***** Passage for review

Kasich did get into trouble early on when he threw his weight behind a 2011 law limiting collective bargaining for public employee unions. It proved wildly unpopular and was overturned by a referendum decisively that fall—a stark contrast to 2016 rival Scott Walker's union slaying in nearby Wisconsin. But even his critics say he's smoothed himself out since.

"I don't know if his philosophy has changed, but his outward demeanor without question has been toned down," says Melissa Cropper, head of the Ohio Federation of Teachers, which has clashed with Kasich on education policies. "I think [his aides] very much have been priming him to be a presidential candidate."

Weaver denies there's been a concerted effort to script Kasich. "We could say we're going to work with Governor Kasich on this or that, but he would ignore us," Weaver tells Newsweek by phone from New Hampshire. "He is who he is."

In fact, letting Kasich be Kasich is exactly how the campaign is hoping to win. The image the campaign is trying to cultivate is Kasich as a "doer as opposed to a fighter," the latter label assumed by Walker. Implicit is an emphasis on ends over means. Walker may have had the splashier labor victory in crushing Wisconsin's unions, while Kasich lost an early battle with organized labor and quickly retreated from that front, but is defeating labor an end in itself? "My view with organized labor has been...there's no reason why we can't work together," Kasich explains. "We just don't want to have economic unrest in Ohio, and we don't have it."

**********
***** Extracted material

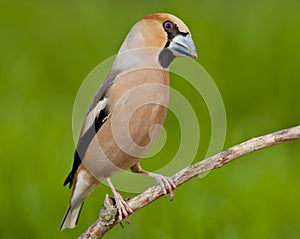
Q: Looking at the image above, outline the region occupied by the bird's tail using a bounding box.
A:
[60,170,100,230]
[60,202,83,230]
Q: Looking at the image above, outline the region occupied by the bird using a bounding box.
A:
[60,13,198,230]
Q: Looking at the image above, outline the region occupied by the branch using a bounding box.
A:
[79,125,300,239]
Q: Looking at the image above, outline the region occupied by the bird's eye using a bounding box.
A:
[163,21,174,31]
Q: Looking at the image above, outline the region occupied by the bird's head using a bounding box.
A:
[115,13,198,68]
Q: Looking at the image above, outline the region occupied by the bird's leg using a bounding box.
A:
[106,178,133,223]
[131,163,176,201]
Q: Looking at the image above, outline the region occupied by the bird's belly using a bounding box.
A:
[83,104,167,179]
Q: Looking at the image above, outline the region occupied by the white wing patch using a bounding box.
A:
[80,98,107,137]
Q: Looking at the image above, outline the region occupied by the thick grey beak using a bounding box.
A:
[168,34,198,58]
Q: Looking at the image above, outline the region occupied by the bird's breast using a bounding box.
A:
[84,69,169,177]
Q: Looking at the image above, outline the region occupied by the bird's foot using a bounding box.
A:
[114,192,133,224]
[106,178,133,223]
[146,172,176,201]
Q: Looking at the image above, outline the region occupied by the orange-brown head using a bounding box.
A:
[119,13,197,68]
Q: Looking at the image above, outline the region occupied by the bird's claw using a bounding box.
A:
[114,193,133,224]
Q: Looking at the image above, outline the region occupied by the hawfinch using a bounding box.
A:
[60,13,197,230]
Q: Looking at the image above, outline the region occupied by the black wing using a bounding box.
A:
[64,72,117,188]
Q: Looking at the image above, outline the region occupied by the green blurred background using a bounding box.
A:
[0,0,300,239]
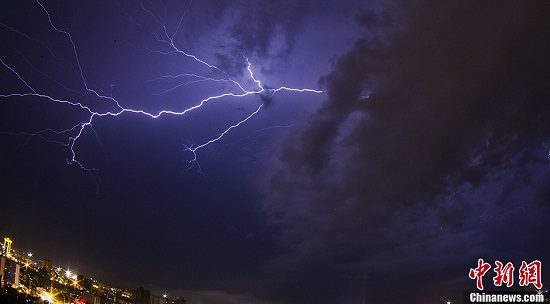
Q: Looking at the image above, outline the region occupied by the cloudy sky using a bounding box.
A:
[0,0,550,304]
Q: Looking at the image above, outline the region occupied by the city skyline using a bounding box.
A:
[0,0,550,304]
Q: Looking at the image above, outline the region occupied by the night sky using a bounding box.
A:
[0,0,550,304]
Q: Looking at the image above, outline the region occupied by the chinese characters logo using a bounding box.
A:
[468,259,542,290]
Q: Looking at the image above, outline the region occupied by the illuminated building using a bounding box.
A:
[2,238,12,257]
[135,287,151,304]
[0,257,21,286]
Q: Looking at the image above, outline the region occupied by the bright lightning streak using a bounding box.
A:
[0,0,323,171]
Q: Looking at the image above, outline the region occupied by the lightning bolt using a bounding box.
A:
[0,0,323,172]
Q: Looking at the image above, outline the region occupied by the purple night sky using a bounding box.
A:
[0,0,550,304]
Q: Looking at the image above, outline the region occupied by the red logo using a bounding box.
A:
[468,259,542,290]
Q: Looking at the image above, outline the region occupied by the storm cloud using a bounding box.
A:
[265,1,550,303]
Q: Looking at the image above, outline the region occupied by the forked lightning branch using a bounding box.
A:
[0,0,323,171]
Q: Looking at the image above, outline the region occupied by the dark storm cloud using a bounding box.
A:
[212,0,311,73]
[265,1,550,302]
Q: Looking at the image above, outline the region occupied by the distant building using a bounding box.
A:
[0,257,21,287]
[42,259,53,273]
[2,238,12,257]
[174,297,187,304]
[135,287,151,304]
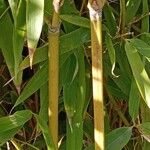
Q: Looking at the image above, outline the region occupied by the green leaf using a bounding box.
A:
[0,1,14,77]
[60,15,90,28]
[13,63,48,108]
[105,34,117,77]
[20,44,48,70]
[60,28,90,54]
[13,0,26,88]
[20,28,90,69]
[138,122,150,142]
[39,83,48,121]
[130,38,150,60]
[105,127,132,150]
[0,126,21,146]
[126,0,141,24]
[34,114,55,150]
[8,0,19,19]
[138,122,150,135]
[63,49,85,150]
[26,0,44,66]
[103,3,117,36]
[129,80,141,120]
[141,0,149,33]
[0,110,32,134]
[125,41,150,107]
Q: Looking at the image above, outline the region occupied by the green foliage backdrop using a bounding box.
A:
[0,0,150,150]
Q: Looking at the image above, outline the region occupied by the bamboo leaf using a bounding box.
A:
[20,28,90,69]
[60,15,90,28]
[0,110,32,133]
[105,34,118,77]
[126,0,141,24]
[141,0,149,33]
[125,41,150,107]
[0,0,14,77]
[0,126,22,146]
[39,83,48,121]
[138,122,150,142]
[13,0,26,91]
[105,127,132,150]
[26,0,44,67]
[13,63,48,108]
[8,0,18,19]
[130,38,150,60]
[103,4,117,36]
[129,80,141,120]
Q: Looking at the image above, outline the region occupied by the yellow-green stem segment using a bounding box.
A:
[88,0,104,150]
[48,0,60,150]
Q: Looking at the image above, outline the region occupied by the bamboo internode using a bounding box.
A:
[88,0,105,150]
[48,0,61,150]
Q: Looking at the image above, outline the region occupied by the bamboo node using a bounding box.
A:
[87,1,102,20]
[53,0,63,13]
[48,26,60,33]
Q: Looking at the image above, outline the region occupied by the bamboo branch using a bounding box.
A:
[48,0,61,150]
[88,0,105,150]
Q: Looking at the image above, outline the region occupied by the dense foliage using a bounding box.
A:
[0,0,150,150]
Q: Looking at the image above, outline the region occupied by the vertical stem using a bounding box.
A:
[48,0,60,150]
[88,0,104,150]
[120,0,126,34]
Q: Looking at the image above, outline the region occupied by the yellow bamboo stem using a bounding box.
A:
[88,0,104,150]
[48,0,61,150]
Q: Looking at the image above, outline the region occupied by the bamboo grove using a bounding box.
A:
[0,0,150,150]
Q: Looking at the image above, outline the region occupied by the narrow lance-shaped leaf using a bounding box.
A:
[8,0,18,18]
[0,110,32,132]
[141,0,149,34]
[130,38,150,61]
[0,126,22,146]
[20,28,90,69]
[13,0,26,93]
[105,34,117,77]
[126,0,141,24]
[105,127,132,150]
[129,80,141,120]
[0,0,14,77]
[13,62,48,108]
[125,41,150,107]
[138,122,150,142]
[26,0,44,68]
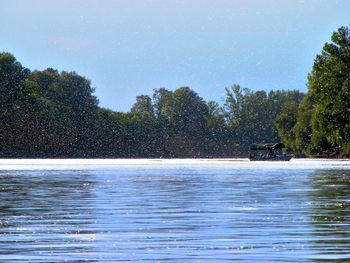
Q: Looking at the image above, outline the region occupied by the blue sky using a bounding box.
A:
[0,0,350,111]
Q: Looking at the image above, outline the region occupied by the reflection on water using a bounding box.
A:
[310,170,350,262]
[0,160,350,262]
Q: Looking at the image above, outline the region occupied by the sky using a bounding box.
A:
[0,0,350,112]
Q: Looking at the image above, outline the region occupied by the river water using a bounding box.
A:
[0,159,350,262]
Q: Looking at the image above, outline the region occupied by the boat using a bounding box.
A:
[249,143,293,161]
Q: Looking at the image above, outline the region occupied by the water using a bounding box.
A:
[0,160,350,262]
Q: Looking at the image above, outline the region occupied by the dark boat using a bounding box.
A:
[249,143,293,161]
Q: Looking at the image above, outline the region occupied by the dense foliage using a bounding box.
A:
[0,53,303,157]
[276,27,350,157]
[0,27,350,157]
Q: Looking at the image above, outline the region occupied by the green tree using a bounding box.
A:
[308,27,350,152]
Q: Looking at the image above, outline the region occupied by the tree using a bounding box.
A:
[308,27,350,155]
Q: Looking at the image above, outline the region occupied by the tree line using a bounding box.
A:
[0,25,350,158]
[275,27,350,157]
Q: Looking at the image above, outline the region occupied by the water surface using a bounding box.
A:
[0,159,350,262]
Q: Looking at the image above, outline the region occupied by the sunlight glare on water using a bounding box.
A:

**********

** Exercise instructions **
Return the part of the Kasich passage starting with "Kasich did get" and going on through "himself out since.", word for word. The data here was taken from a different source than the Kasich passage.

** Answer to the exercise **
Kasich did get into trouble early on when he threw his weight behind a 2011 law limiting collective bargaining for public employee unions. It proved wildly unpopular and was overturned by a referendum decisively that fall—a stark contrast to 2016 rival Scott Walker's union slaying in nearby Wisconsin. But even his critics say he's smoothed himself out since.